* [What is expected] In the listing, locate the line containing "For each instance of the rusty", then quote it and all following lines exactly. Omit pictures.

* [Records supplied]

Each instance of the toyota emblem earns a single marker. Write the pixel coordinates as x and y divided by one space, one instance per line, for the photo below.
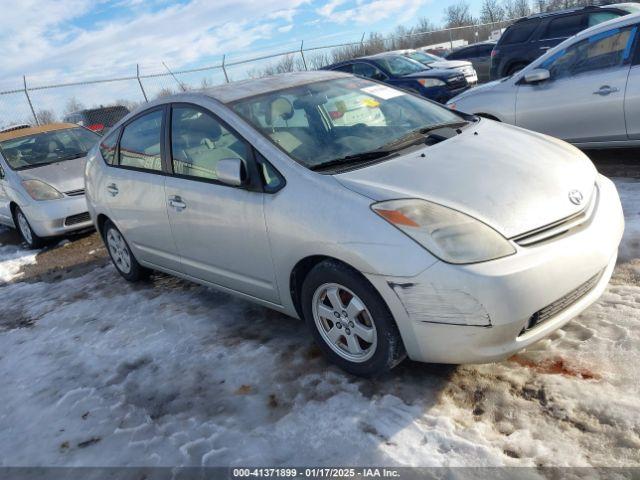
575 197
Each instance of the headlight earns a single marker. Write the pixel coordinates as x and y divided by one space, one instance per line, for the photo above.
431 82
450 235
40 190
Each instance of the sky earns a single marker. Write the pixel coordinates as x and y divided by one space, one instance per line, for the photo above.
51 40
62 41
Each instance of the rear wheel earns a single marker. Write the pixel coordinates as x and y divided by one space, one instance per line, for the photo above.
121 254
349 320
26 232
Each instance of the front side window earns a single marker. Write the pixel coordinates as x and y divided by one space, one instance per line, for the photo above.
48 147
140 142
518 33
605 50
343 117
108 147
199 141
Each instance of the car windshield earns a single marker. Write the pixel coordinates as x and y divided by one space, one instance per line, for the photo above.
342 120
422 57
49 147
399 66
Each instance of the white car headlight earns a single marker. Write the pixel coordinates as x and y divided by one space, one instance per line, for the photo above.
41 191
431 82
448 234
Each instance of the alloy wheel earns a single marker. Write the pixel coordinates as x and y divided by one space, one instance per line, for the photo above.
344 322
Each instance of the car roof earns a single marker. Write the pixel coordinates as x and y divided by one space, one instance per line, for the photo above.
25 132
230 92
566 11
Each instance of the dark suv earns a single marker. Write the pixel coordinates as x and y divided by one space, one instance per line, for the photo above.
98 120
530 37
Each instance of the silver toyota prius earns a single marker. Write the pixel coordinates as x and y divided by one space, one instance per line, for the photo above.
391 225
42 180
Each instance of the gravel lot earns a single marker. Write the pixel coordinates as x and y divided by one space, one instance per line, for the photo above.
98 372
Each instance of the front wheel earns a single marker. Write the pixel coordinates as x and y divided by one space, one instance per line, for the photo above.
350 322
26 232
121 254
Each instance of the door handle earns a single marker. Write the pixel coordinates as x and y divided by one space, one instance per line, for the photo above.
606 90
112 189
177 203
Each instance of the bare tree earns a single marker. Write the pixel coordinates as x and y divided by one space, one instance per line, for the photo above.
516 8
491 12
458 15
46 116
73 105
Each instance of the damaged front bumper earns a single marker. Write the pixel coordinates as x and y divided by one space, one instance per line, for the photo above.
487 311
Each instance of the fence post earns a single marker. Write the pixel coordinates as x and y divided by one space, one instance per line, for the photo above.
224 70
26 92
304 61
144 94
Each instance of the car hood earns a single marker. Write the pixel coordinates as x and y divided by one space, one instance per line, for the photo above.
448 64
64 176
434 73
512 179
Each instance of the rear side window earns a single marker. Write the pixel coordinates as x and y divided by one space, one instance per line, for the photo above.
140 143
564 27
518 33
108 148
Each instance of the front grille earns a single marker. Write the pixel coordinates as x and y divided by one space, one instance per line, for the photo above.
75 219
75 193
457 82
561 227
561 304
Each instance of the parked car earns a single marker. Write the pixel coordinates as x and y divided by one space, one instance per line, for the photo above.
433 61
479 54
426 232
530 37
98 120
585 91
42 180
402 72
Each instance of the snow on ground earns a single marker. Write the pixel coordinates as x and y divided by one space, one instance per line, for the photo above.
98 372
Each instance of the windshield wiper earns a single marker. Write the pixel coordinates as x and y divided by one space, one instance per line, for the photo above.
352 159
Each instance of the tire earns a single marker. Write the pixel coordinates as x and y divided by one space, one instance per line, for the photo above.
516 67
121 255
26 232
359 335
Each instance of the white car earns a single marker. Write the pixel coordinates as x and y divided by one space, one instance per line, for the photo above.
585 91
426 232
433 61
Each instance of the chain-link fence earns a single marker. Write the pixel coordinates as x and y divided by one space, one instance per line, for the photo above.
92 102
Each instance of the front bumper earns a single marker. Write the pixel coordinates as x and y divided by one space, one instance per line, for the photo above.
58 217
480 313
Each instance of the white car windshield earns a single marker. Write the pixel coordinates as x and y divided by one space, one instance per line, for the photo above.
48 147
344 120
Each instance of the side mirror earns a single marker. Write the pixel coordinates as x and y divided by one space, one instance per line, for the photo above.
229 171
537 75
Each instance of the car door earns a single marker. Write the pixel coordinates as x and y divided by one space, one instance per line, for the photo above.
583 101
220 230
5 199
632 96
134 190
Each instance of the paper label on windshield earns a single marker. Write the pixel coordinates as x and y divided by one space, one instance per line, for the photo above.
382 91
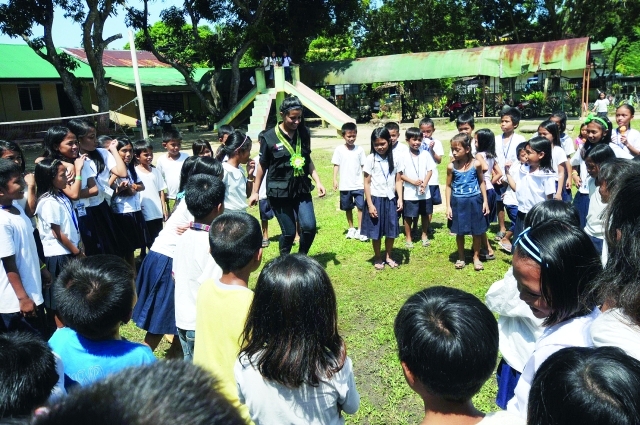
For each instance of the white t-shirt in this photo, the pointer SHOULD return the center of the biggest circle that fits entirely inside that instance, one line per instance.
(595, 221)
(533, 188)
(416, 167)
(570, 333)
(191, 259)
(350, 162)
(383, 183)
(126, 204)
(16, 238)
(235, 195)
(165, 242)
(438, 150)
(273, 403)
(614, 328)
(56, 210)
(150, 202)
(170, 170)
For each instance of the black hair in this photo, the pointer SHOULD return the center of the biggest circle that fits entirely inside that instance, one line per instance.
(8, 170)
(552, 209)
(426, 121)
(448, 339)
(392, 125)
(512, 112)
(587, 386)
(349, 126)
(171, 135)
(81, 128)
(236, 142)
(224, 130)
(291, 333)
(290, 103)
(466, 118)
(383, 133)
(27, 373)
(140, 146)
(465, 141)
(45, 172)
(486, 142)
(161, 393)
(11, 146)
(569, 263)
(413, 133)
(95, 294)
(542, 145)
(131, 166)
(600, 153)
(55, 135)
(552, 128)
(234, 239)
(203, 193)
(619, 283)
(199, 146)
(562, 117)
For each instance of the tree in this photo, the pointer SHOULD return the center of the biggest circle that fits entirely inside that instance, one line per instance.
(19, 17)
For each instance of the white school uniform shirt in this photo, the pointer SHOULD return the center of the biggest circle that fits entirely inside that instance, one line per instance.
(272, 403)
(383, 182)
(570, 333)
(614, 328)
(416, 167)
(235, 195)
(518, 328)
(350, 162)
(126, 204)
(150, 201)
(165, 242)
(558, 157)
(438, 150)
(190, 261)
(56, 210)
(170, 170)
(16, 238)
(533, 188)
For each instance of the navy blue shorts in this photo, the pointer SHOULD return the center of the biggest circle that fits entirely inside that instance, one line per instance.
(412, 209)
(351, 198)
(266, 213)
(436, 198)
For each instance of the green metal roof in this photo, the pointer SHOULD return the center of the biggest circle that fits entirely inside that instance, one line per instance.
(151, 77)
(494, 61)
(20, 62)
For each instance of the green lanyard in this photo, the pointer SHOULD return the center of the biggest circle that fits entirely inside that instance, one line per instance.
(297, 161)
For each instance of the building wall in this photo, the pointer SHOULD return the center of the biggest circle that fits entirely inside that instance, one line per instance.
(10, 103)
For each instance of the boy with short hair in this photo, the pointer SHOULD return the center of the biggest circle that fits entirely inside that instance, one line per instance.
(506, 145)
(21, 274)
(192, 262)
(235, 240)
(95, 295)
(348, 160)
(448, 348)
(170, 164)
(436, 151)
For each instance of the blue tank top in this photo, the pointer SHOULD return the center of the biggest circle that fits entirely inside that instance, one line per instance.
(464, 184)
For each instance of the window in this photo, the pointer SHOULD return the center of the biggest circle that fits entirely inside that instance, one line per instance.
(30, 99)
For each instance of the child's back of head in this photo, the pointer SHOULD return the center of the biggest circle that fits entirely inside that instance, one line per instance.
(448, 341)
(234, 239)
(94, 295)
(27, 373)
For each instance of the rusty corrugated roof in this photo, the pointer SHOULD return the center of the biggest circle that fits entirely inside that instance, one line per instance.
(495, 61)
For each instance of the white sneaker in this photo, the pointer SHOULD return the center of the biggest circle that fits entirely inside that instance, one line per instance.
(351, 233)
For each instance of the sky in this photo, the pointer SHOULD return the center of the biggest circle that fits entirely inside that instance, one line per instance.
(66, 33)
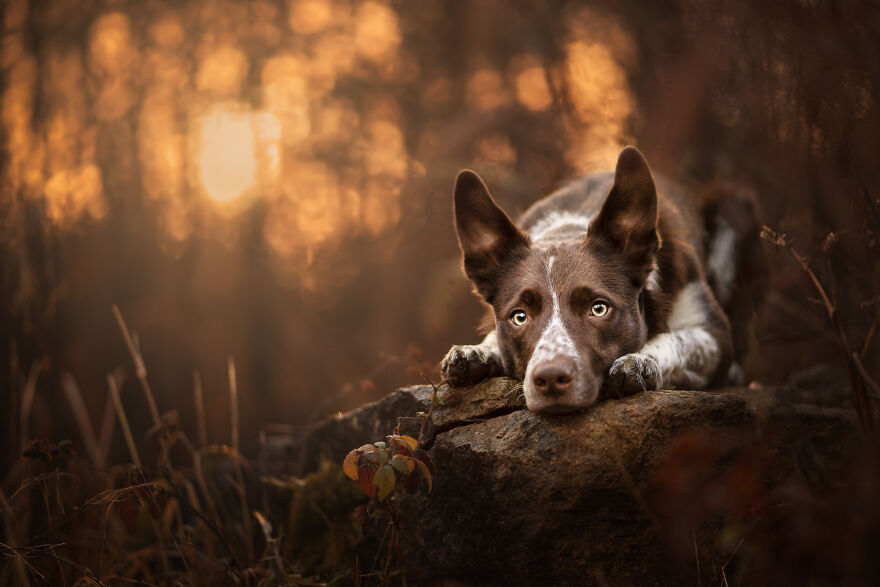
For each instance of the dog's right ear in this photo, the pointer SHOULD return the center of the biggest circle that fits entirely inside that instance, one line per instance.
(487, 236)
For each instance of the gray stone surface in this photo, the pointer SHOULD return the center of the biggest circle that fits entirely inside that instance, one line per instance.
(521, 498)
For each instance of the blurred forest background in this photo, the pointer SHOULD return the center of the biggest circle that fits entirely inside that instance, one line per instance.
(271, 180)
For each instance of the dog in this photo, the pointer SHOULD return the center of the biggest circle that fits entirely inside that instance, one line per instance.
(603, 289)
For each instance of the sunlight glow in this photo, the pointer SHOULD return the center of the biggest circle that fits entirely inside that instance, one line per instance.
(238, 150)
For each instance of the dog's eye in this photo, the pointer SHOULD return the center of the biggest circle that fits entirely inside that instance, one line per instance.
(519, 318)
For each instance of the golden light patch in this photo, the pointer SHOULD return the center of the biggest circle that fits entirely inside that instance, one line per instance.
(110, 48)
(485, 90)
(530, 81)
(285, 94)
(377, 32)
(227, 159)
(496, 149)
(222, 71)
(307, 17)
(599, 92)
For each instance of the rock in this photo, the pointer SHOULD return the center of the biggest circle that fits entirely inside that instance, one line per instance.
(622, 493)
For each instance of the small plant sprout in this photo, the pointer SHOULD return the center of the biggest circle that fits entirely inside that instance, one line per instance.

* [Exercise solution]
For each instance of the rusty corrugated roof in this photo, the pointer SHOULD return the center of the biggest circle that fits entirely inside that instance, one line per instance.
(495, 61)
For each instance of the white sneaker in this photo, the pointer SHOULD return the center of the biggest circle that fits entirely inside that instance, one line per instance.
(351, 233)
For each instance of the sky in this photo, the pointer SHOULD return the center of the biggest circle that fits entirely inside that instance, one line per instance.
(66, 33)
For each instance of the dog's right ear in this photo, the pointer SHOULD return the center of the biggest circle that fits entirely inside that instance, one line per instance.
(487, 236)
For each instance of the gray stone surface in this photo, the pointer SHOULD return the center of the biggest circle that fits entirely inside that instance, one line per instance.
(521, 498)
For each instance of the blurred forest background in this photo, the pointer SHOULD return the center of the biggest circle that fits entirely inside that instance, one line per instance.
(271, 180)
For each instance of the dog in this photo, the pointer SHOULD return the center of the biggest circle that fits entirely inside that instance, one line per instance.
(603, 289)
For each instance of the sunlight glow in this photo, the pointer SHOULD return the center of the biggest circle that fits entirely inside that instance, one line per instance.
(238, 150)
For each instance of the dog's eye in this photo, the pointer SHOULD return the center of the biggest circle that fits entirely inside that instance, one line per instance.
(519, 318)
For each instance of the golden light patch in this photo, the pointer SHOULD return the center of the biggest circle that fits entirely inside that instance, one line per instance.
(110, 48)
(485, 90)
(530, 81)
(285, 94)
(377, 32)
(227, 159)
(496, 149)
(222, 71)
(307, 17)
(599, 92)
For each instance of the rock in this photo, the pointer SHOULD return the center of the biggest circle that fits entirely inside that instance, one line per instance.
(622, 493)
For each instance of the small plant sprout in this photo, the pointer SHOULD return the center of the biggest circle that fits entirely inside that instance, one line per instance.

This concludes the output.